[Dataset records]
>>>>

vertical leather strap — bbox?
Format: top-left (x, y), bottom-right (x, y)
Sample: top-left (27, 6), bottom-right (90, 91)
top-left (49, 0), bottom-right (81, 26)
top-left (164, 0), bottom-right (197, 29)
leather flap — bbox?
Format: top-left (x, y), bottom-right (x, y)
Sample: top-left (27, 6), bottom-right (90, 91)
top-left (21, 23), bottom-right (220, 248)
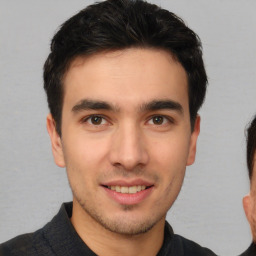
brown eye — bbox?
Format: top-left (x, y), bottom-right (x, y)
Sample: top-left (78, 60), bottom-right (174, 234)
top-left (87, 116), bottom-right (106, 125)
top-left (152, 116), bottom-right (164, 125)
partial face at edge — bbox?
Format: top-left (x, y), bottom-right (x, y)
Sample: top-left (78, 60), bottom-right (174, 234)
top-left (48, 49), bottom-right (200, 234)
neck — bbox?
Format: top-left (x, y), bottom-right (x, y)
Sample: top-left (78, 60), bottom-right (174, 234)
top-left (71, 202), bottom-right (165, 256)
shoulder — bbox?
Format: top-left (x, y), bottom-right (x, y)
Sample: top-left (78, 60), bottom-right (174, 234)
top-left (239, 243), bottom-right (256, 256)
top-left (0, 230), bottom-right (52, 256)
top-left (173, 234), bottom-right (216, 256)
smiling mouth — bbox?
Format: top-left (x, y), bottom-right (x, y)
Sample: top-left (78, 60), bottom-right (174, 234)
top-left (105, 185), bottom-right (152, 194)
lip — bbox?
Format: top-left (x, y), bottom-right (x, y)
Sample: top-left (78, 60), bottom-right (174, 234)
top-left (102, 179), bottom-right (154, 205)
top-left (102, 179), bottom-right (154, 187)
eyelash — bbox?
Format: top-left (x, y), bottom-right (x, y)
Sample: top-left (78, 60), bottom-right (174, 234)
top-left (81, 115), bottom-right (107, 126)
top-left (81, 114), bottom-right (174, 126)
top-left (147, 115), bottom-right (174, 126)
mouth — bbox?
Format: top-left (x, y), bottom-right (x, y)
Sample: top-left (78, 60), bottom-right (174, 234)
top-left (102, 181), bottom-right (154, 205)
top-left (104, 185), bottom-right (152, 194)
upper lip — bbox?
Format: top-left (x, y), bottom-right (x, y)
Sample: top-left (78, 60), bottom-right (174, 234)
top-left (102, 179), bottom-right (153, 187)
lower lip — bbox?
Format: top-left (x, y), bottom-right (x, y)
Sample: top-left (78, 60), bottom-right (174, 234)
top-left (103, 186), bottom-right (153, 205)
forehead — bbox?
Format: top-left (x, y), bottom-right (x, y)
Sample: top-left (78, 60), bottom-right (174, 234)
top-left (64, 48), bottom-right (188, 110)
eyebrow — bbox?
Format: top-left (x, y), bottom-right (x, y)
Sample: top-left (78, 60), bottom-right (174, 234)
top-left (141, 100), bottom-right (183, 114)
top-left (72, 99), bottom-right (118, 112)
top-left (72, 99), bottom-right (183, 114)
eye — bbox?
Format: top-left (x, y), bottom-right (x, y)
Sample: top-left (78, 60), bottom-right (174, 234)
top-left (148, 115), bottom-right (171, 125)
top-left (83, 115), bottom-right (107, 125)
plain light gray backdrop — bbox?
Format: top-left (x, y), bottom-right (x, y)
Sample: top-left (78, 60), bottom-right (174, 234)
top-left (0, 0), bottom-right (256, 255)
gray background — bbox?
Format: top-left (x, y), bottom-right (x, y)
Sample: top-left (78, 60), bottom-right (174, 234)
top-left (0, 0), bottom-right (256, 255)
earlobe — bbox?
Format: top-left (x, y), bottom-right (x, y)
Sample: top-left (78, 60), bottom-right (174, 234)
top-left (187, 115), bottom-right (200, 166)
top-left (46, 114), bottom-right (65, 167)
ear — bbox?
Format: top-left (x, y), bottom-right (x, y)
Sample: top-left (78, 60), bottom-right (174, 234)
top-left (187, 115), bottom-right (200, 166)
top-left (243, 193), bottom-right (252, 224)
top-left (46, 114), bottom-right (65, 167)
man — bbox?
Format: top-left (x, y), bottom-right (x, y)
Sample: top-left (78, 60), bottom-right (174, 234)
top-left (0, 0), bottom-right (214, 256)
top-left (241, 116), bottom-right (256, 256)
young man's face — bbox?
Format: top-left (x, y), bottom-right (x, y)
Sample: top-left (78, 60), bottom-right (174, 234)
top-left (243, 154), bottom-right (256, 242)
top-left (48, 49), bottom-right (200, 234)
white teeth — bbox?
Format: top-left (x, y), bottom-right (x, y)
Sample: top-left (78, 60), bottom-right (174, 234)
top-left (129, 186), bottom-right (137, 194)
top-left (121, 187), bottom-right (129, 194)
top-left (108, 185), bottom-right (146, 194)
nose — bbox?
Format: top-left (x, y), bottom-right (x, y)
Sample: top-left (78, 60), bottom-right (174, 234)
top-left (109, 124), bottom-right (149, 171)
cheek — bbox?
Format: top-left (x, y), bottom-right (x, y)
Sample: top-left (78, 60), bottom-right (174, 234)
top-left (151, 135), bottom-right (189, 171)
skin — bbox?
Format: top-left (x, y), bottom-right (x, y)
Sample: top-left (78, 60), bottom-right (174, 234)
top-left (243, 154), bottom-right (256, 242)
top-left (47, 49), bottom-right (200, 255)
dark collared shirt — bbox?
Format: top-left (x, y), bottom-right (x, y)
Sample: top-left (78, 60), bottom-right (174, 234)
top-left (240, 243), bottom-right (256, 256)
top-left (0, 203), bottom-right (215, 256)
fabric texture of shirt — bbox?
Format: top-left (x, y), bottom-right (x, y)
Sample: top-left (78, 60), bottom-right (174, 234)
top-left (239, 243), bottom-right (256, 256)
top-left (0, 203), bottom-right (216, 256)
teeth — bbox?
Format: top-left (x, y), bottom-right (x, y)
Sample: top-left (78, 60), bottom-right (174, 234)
top-left (108, 185), bottom-right (146, 194)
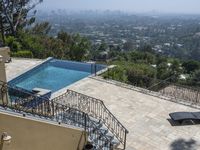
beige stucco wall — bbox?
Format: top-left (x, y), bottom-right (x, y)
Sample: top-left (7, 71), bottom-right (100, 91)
top-left (0, 112), bottom-right (87, 150)
top-left (0, 55), bottom-right (7, 104)
top-left (0, 47), bottom-right (10, 62)
top-left (0, 55), bottom-right (6, 82)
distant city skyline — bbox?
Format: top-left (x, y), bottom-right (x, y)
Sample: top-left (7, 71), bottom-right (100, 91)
top-left (38, 0), bottom-right (200, 14)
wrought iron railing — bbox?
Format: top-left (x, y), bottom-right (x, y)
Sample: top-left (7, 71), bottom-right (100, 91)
top-left (53, 90), bottom-right (128, 149)
top-left (0, 81), bottom-right (113, 150)
top-left (52, 102), bottom-right (113, 150)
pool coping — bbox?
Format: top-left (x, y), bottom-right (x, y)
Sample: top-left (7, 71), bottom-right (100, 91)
top-left (50, 66), bottom-right (109, 100)
top-left (8, 57), bottom-right (108, 100)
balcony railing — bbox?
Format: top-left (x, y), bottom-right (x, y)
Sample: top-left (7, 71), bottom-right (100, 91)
top-left (0, 81), bottom-right (114, 150)
top-left (53, 90), bottom-right (128, 149)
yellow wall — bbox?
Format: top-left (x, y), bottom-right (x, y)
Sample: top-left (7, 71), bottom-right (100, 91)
top-left (0, 112), bottom-right (87, 150)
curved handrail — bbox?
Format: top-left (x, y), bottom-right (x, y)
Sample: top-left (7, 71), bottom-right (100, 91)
top-left (52, 90), bottom-right (128, 149)
top-left (0, 81), bottom-right (112, 150)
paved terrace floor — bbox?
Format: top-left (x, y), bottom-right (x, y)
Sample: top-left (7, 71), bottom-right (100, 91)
top-left (6, 59), bottom-right (200, 150)
top-left (6, 58), bottom-right (42, 81)
top-left (69, 78), bottom-right (200, 150)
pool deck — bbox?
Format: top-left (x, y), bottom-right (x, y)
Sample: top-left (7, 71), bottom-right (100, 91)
top-left (6, 60), bottom-right (200, 150)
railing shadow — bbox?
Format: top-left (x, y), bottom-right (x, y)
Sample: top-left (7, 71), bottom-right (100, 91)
top-left (170, 139), bottom-right (199, 150)
top-left (167, 119), bottom-right (200, 126)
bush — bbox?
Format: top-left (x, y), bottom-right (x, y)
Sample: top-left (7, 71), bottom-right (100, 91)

<<<<

» Description of the task
Rewrite the data from the beginning through the line containing "top-left (152, 116), bottom-right (164, 125)", substituting "Example" for "Sample" and leaving everything else unchanged. Omit the pictures from your answer.

» Task result
vertical leather strap — bbox?
Format: top-left (x, y), bottom-right (x, y)
Example: top-left (27, 6), bottom-right (90, 91)
top-left (49, 0), bottom-right (81, 26)
top-left (164, 0), bottom-right (197, 29)
leather flap — bbox?
Format: top-left (x, y), bottom-right (x, y)
Example: top-left (27, 6), bottom-right (90, 91)
top-left (21, 23), bottom-right (220, 248)
brown eye — bbox?
Format: top-left (x, y), bottom-right (x, y)
Example: top-left (78, 60), bottom-right (174, 234)
top-left (87, 116), bottom-right (106, 125)
top-left (152, 116), bottom-right (164, 125)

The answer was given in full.